Recently, Swedish biologists have determined that this organism's predatory mode is triggered when there is an increase in ammonia levels in seawater. This nasty predator that turned from Dr. Jekyl to Mr. Hyde in our own Sooke Basin, probably did so because of the nitrogen in fish waste. More human waste could conceivable have the same effect.
Logic tells us that dumping a town’s ammonia rich effluent into our marine environment will likely contribute to toxic plankton blooms. If this sewage or the toxic plankton associated with it are carried into the Sooke Estuary system it could mean big trouble for our local fish and shellfish. Is it worth taking the chance?
Do we want to risk destroying Ayum Creek and Sooke River Salmon as well as Dungeness Crab, and the wonderful Sooke Shrimp for ANY reason? I don't think so. Isn't this why the Ocean's Act stresses the precautionary principle: Don't take chances when you don’t know that something is safe for fish.
-=-=-
TASK LIST
1) Reproduce the passage on ammonia and toxic plankton from "Recently, Swedish biologists" up to and including "the same effect.", substituting "Sooke Harbour" for "Sooke Basin".
2) In the passage on ammonia and toxic plankton, what did Swedish biologists find triggers the organism's predatory mode?
3) Extend the passage on ammonia and toxic plankton, picking up after its final sentence.
The items placed after the passage on ammonia and toxic plankton have no connection to it.
-=-=-
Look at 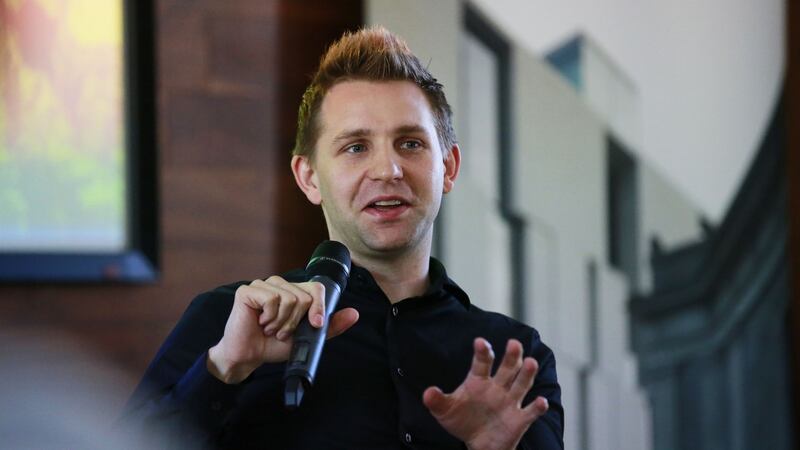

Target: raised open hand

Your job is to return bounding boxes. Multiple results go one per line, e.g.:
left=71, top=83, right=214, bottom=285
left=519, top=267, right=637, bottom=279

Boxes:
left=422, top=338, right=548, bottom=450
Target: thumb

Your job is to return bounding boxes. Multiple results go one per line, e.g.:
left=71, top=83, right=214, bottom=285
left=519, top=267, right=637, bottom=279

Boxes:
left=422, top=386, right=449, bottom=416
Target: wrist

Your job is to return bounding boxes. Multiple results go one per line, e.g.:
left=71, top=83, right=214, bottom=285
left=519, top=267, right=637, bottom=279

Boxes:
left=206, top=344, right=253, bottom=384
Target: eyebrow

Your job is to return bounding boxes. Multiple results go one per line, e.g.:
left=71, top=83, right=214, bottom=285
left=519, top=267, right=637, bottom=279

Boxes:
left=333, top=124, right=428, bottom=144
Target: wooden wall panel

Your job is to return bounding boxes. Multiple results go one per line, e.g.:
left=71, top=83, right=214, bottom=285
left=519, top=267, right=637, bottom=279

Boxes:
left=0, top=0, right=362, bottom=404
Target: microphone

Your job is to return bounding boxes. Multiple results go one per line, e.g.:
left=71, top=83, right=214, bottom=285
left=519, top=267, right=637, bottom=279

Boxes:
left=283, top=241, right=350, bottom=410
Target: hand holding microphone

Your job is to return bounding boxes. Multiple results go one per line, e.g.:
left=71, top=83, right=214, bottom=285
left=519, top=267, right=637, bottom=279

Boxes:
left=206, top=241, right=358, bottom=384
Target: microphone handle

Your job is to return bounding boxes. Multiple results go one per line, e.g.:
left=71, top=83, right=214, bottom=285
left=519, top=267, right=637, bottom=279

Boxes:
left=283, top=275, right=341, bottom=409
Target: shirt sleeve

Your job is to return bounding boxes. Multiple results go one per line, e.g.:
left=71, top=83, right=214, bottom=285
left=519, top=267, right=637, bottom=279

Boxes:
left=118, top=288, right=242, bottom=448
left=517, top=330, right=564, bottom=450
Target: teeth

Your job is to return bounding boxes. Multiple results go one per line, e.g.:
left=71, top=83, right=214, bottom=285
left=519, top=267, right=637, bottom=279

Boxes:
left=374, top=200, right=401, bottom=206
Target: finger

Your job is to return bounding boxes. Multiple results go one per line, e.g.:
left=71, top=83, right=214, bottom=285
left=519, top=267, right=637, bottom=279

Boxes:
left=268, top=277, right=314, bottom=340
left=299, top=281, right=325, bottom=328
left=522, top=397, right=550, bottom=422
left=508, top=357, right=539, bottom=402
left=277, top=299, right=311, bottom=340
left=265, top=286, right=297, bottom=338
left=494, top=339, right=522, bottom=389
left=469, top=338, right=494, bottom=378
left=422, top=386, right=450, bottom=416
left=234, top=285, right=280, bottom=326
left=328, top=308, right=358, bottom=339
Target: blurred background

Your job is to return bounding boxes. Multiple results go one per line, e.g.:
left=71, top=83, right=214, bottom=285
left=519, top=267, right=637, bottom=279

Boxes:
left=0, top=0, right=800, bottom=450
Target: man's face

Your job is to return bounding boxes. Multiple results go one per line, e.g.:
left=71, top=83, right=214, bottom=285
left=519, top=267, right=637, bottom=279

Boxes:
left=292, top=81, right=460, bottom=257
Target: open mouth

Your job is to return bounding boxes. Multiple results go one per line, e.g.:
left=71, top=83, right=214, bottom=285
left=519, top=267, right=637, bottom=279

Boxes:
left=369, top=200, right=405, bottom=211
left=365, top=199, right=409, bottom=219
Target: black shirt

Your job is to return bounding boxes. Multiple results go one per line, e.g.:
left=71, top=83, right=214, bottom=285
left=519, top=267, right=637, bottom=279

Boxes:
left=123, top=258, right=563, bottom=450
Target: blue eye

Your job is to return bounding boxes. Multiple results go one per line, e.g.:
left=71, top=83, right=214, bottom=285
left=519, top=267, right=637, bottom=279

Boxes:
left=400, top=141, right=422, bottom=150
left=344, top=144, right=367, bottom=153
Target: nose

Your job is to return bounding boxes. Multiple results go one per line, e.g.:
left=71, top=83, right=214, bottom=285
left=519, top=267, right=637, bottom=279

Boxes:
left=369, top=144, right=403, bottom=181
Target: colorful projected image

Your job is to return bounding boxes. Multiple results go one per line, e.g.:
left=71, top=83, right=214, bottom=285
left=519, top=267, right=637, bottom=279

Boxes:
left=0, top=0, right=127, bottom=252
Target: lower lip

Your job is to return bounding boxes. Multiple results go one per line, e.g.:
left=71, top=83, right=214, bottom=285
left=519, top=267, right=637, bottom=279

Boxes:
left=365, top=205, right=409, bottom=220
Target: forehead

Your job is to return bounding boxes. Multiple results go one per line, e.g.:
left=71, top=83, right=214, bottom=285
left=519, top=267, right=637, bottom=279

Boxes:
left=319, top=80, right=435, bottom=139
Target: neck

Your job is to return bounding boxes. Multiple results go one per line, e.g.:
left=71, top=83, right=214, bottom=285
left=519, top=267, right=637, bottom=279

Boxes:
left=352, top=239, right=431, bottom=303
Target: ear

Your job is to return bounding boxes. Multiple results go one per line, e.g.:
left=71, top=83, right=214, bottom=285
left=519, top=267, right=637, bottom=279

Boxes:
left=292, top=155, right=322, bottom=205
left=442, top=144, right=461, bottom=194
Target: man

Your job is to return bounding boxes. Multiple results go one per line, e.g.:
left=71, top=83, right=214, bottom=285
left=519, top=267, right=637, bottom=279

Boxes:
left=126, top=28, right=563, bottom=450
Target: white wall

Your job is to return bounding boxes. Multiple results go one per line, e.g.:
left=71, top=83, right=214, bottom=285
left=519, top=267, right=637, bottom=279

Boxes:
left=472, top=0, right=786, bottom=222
-=-=-
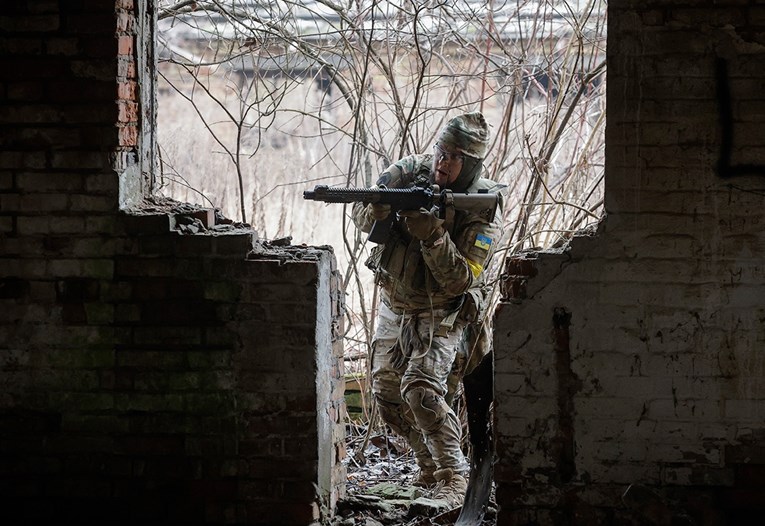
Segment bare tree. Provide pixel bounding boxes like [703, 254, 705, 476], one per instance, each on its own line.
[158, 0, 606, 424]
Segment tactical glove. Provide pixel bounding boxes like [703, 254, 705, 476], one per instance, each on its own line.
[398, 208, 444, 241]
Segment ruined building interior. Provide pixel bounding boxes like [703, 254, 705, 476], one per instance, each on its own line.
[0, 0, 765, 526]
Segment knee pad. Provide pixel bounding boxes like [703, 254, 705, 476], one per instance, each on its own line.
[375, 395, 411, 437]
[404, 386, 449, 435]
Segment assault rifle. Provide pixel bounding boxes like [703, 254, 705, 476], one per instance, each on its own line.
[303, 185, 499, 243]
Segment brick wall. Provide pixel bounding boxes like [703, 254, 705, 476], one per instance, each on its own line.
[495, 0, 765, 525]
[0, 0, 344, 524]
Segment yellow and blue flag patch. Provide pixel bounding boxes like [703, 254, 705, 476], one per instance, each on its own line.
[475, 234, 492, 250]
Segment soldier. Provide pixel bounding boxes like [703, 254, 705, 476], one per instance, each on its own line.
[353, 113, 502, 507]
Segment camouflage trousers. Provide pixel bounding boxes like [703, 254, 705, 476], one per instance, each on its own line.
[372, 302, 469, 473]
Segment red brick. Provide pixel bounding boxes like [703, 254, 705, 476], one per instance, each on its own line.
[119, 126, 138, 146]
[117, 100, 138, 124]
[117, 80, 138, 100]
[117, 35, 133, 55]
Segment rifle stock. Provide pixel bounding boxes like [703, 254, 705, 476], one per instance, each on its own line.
-=-=-
OUTPUTS BY TASK
1)
Recently, Swedish biologists have determined that this organism's predatory mode is triggered when there is an increase in ammonia levels in seawater. This nasty predator that turned from Dr. Jekyl to Mr. Hyde in our own Sooke Harbour, probably did so because of the nitrogen in fish waste. More human waste could conceivable have the same effect.

2) An increase in ammonia levels in seawater.

3)
Surely the business folk over in Sooke can bring Mayor Macgregor's fertile imagination back to earth and come up with something environmentally safer. It ought to be possible for a town to expand its business interests without killing everything that moves!
How about converting liquid sewage into liquid gold. There is plenty of flat land up behind Sooke. How about a treatment plant coupled with a sod farm? It ought to be possible to spare the fish AND turn a profit!